=== Supplied information ===

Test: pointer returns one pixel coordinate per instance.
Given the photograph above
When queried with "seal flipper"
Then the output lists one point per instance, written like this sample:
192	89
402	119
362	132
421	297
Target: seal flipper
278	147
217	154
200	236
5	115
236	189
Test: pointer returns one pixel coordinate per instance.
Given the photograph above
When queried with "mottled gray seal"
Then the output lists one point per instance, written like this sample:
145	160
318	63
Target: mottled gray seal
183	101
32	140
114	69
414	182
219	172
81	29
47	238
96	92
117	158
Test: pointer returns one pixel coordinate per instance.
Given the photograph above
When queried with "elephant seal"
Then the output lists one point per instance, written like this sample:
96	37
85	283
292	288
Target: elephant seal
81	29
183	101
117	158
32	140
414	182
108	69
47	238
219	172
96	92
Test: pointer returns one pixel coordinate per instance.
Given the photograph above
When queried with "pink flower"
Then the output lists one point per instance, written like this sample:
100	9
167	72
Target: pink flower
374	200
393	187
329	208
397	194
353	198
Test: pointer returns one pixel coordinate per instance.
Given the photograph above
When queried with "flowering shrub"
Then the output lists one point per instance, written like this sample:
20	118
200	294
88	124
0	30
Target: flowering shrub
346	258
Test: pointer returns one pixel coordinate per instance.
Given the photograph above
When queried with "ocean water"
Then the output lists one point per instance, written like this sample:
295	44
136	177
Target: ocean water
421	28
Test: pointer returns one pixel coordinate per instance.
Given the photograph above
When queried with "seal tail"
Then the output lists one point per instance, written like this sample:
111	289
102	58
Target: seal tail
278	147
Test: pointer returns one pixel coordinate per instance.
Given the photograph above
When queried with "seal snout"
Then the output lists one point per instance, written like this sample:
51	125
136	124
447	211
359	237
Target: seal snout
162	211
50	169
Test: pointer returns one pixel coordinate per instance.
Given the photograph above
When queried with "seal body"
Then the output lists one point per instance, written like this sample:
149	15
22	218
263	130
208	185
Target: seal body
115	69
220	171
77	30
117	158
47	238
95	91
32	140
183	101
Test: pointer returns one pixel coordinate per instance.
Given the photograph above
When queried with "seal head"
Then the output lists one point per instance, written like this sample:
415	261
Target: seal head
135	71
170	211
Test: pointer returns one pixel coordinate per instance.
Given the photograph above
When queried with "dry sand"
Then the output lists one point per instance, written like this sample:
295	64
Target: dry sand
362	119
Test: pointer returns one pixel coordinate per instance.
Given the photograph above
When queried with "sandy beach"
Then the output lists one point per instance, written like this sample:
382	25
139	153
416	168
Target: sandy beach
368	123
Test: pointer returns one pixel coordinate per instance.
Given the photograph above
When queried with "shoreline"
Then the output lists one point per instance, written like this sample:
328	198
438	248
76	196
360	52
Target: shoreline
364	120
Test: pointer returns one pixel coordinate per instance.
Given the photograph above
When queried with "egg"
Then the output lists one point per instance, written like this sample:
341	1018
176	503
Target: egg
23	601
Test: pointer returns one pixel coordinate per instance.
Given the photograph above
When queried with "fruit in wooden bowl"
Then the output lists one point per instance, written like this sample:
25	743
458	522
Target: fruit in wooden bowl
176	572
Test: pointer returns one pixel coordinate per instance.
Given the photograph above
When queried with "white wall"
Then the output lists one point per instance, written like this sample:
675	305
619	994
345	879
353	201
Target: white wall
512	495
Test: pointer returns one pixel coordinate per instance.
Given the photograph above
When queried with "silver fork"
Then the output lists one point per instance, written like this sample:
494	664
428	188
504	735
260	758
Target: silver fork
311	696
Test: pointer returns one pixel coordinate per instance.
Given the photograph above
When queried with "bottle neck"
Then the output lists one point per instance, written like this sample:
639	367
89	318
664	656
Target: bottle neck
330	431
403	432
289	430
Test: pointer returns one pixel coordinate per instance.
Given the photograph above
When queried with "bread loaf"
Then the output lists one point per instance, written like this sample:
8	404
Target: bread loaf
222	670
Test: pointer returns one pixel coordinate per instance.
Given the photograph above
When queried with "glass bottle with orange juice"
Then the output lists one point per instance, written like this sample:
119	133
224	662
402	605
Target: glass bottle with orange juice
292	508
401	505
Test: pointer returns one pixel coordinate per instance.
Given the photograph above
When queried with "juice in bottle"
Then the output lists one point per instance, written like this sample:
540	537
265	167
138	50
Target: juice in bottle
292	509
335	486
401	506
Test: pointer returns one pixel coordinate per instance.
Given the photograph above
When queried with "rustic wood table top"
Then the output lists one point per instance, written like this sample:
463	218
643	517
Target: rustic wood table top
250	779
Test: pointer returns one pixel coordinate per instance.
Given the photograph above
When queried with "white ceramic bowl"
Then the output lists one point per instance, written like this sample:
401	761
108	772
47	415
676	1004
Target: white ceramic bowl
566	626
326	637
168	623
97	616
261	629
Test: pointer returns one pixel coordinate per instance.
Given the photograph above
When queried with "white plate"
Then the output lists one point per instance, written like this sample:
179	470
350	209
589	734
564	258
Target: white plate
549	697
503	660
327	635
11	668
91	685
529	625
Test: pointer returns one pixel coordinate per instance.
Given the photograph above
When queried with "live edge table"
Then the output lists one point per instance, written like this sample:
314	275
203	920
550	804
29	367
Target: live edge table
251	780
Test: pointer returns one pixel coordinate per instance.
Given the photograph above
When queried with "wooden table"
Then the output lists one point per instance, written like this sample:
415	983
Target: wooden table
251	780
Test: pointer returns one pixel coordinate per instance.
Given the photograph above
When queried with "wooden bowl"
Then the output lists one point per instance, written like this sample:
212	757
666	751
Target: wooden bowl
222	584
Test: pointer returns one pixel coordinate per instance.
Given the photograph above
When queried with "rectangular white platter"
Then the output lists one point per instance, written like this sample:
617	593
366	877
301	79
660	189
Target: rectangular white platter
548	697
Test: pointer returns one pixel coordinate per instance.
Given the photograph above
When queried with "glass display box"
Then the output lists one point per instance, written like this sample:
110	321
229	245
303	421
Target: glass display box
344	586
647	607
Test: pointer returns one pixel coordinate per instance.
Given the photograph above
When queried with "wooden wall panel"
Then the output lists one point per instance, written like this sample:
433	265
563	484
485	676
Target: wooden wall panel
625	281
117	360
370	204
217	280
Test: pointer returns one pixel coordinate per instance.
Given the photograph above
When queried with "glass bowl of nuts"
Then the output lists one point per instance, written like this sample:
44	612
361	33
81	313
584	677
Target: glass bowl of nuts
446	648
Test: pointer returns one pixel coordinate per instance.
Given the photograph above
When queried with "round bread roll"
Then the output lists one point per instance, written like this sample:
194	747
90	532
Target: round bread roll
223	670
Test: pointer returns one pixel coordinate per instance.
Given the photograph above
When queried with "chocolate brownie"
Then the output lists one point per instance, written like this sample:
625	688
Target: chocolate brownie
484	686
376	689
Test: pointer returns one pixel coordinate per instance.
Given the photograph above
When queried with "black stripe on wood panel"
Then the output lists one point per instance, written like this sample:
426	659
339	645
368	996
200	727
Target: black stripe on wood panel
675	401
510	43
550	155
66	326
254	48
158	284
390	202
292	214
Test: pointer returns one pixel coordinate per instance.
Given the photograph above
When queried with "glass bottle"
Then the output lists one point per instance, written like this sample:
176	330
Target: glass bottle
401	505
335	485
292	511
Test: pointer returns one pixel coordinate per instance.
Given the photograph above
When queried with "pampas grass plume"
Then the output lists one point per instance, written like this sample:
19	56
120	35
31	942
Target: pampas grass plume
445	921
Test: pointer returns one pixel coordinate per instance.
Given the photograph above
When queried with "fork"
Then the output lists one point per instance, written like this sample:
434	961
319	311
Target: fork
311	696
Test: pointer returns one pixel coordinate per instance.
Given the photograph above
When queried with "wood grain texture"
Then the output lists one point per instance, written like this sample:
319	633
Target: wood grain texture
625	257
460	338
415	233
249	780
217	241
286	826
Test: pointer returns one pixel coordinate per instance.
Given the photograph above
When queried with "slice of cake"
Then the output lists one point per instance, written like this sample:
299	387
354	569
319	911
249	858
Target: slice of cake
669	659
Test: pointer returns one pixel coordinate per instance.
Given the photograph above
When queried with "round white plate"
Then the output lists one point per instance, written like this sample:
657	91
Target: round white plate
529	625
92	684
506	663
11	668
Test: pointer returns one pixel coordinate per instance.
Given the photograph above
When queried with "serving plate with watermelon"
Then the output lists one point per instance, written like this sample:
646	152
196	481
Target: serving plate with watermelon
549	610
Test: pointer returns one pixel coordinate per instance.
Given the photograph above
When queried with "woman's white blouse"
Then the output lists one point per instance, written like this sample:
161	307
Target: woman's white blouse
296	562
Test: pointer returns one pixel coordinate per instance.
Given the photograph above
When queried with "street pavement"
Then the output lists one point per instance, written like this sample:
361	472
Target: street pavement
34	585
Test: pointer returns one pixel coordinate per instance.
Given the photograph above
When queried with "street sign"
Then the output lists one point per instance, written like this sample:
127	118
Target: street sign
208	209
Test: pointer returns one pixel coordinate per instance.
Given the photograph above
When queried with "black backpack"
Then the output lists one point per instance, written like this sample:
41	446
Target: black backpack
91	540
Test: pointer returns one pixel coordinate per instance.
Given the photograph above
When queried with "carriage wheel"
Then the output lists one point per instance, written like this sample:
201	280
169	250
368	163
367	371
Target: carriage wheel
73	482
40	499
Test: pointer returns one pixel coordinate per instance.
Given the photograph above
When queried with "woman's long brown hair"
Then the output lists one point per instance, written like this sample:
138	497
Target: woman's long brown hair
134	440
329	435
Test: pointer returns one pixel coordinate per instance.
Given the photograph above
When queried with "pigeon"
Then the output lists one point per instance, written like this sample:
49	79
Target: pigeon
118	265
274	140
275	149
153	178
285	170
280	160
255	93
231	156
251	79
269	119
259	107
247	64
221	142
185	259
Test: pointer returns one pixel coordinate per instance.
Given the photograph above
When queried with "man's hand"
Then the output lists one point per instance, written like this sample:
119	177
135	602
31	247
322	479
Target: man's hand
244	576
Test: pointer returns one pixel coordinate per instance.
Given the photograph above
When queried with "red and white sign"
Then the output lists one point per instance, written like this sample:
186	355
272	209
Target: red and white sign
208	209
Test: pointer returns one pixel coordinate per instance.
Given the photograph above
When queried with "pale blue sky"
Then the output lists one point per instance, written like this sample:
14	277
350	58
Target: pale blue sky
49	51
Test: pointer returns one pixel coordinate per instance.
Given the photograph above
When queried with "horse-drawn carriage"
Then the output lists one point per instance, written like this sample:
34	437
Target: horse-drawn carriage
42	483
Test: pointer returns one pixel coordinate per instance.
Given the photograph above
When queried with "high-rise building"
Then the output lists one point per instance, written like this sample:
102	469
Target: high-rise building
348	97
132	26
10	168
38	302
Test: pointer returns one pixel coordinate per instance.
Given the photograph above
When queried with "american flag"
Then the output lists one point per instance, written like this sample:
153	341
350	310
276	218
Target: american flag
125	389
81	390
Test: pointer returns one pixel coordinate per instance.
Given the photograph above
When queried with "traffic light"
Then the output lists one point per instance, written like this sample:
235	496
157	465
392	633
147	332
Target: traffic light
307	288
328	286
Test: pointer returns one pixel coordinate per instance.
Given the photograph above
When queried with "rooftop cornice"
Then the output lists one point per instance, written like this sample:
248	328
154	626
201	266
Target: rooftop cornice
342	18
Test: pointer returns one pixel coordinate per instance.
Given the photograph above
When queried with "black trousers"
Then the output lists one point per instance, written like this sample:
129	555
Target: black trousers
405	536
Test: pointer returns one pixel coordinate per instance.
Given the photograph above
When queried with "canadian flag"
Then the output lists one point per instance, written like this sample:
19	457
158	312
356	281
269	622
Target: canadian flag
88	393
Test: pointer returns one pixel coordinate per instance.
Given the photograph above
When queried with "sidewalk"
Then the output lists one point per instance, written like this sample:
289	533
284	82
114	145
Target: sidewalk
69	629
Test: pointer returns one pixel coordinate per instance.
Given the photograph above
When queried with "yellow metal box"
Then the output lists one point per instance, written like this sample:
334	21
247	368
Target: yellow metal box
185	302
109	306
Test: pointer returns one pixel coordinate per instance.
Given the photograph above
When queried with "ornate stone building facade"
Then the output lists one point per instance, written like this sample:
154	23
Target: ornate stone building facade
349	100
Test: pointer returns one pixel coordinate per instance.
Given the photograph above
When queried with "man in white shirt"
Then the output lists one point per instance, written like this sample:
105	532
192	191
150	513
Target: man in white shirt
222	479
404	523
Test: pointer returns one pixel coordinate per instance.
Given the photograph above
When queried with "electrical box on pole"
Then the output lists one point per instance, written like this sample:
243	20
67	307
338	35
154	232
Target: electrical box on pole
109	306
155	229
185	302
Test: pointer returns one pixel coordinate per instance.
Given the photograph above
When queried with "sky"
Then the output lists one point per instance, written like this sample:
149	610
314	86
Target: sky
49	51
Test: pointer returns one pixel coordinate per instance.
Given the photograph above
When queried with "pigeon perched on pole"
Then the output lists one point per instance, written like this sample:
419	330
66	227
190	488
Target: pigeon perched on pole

===

All of the lines above that carry the string "perched" need to be found and copied.

When queried with "pigeon perched on pole"
Target: pigeon perched on pole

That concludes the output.